DIRECTIONS FOR THIS TASK → Convert the material into a Markdown table with the columns No. and Text. Begin at the line that has "on the distant", stop after the line that has "[(171, 89)]", and give each line its own numbered row, leaving out blank lines.

WORKING DATA →
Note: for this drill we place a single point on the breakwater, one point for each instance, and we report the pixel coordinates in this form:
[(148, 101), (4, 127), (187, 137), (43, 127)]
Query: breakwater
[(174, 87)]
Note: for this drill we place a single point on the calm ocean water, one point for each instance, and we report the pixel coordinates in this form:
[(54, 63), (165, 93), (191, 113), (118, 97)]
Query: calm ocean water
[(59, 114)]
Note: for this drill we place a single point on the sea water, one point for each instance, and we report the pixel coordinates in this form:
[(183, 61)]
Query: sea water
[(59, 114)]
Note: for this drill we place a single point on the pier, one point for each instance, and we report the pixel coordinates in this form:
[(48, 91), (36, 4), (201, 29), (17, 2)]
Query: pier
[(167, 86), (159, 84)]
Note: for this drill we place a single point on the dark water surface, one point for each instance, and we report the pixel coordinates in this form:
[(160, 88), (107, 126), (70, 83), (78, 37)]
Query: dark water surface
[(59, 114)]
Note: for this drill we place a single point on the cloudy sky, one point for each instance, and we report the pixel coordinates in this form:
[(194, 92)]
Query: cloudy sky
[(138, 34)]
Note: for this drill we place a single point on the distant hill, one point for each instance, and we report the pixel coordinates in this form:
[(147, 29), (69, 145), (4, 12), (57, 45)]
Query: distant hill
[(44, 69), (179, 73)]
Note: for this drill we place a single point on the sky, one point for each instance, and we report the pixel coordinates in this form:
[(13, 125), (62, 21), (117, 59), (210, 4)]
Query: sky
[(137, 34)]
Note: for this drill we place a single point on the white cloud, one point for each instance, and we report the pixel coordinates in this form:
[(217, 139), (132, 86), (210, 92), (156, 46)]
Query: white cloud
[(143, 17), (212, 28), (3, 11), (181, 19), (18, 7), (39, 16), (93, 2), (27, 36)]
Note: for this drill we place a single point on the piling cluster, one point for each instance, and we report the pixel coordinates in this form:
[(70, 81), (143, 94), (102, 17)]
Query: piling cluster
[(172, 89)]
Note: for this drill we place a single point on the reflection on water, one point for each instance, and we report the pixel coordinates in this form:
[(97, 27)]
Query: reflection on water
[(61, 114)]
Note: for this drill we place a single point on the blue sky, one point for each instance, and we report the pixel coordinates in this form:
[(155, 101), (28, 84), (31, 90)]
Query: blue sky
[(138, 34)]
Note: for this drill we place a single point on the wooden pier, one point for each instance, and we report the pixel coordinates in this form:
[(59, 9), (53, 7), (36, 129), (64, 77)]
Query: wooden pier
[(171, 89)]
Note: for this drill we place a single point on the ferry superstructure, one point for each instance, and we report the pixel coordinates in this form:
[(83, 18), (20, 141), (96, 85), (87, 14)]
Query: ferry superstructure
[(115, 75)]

ANSWER IN FULL →
| No. | Text |
|---|---|
| 1 | Note: for this drill we place a single point on the distant hill, one point for each instance, and we report the pixel coordinates in this form: |
| 2 | [(147, 29), (69, 145), (4, 12), (57, 45)] |
| 3 | Query: distant hill |
| 4 | [(44, 69), (179, 73)] |
| 5 | Note: for this drill we place a single point on the sky, one point for each instance, and we report the pixel coordinates in this form: |
| 6 | [(13, 125), (62, 21), (117, 59), (210, 4)] |
| 7 | Query: sky |
| 8 | [(137, 34)] |
| 9 | Note: for this drill we place a single point on the white cloud, one point for each instance, and we report the pixel coordinates in this form: |
| 10 | [(217, 139), (132, 86), (210, 92), (156, 46)] |
| 11 | Query: white cloud |
| 12 | [(143, 17), (212, 28), (3, 11), (181, 19), (18, 7), (39, 16), (93, 2), (27, 36)] |
| 13 | Note: for this drill we place a single point on the piling cluster, one point for each instance, and we report the pixel coordinates in this form: |
| 14 | [(70, 81), (143, 94), (102, 17)] |
| 15 | Query: piling cluster |
| 16 | [(172, 89)] |
| 17 | Note: for this drill we place a single point on the reflection on water, one point for each instance, and we report the pixel coordinates in this form: |
| 18 | [(97, 27)] |
| 19 | Query: reflection on water |
| 20 | [(61, 114)] |
| 21 | Note: for this drill we place a single point on the blue sky, one point for each instance, and we report the pixel coordinates in this form: |
| 22 | [(155, 101), (28, 84), (31, 90)] |
| 23 | Query: blue sky |
| 24 | [(138, 34)] |
| 25 | Note: for this drill we place a single point on the wooden pier, one point for each instance, and we report the pixel coordinates in this form: |
| 26 | [(59, 9), (53, 7), (36, 129), (64, 77)] |
| 27 | Query: wooden pier |
| 28 | [(171, 89)] |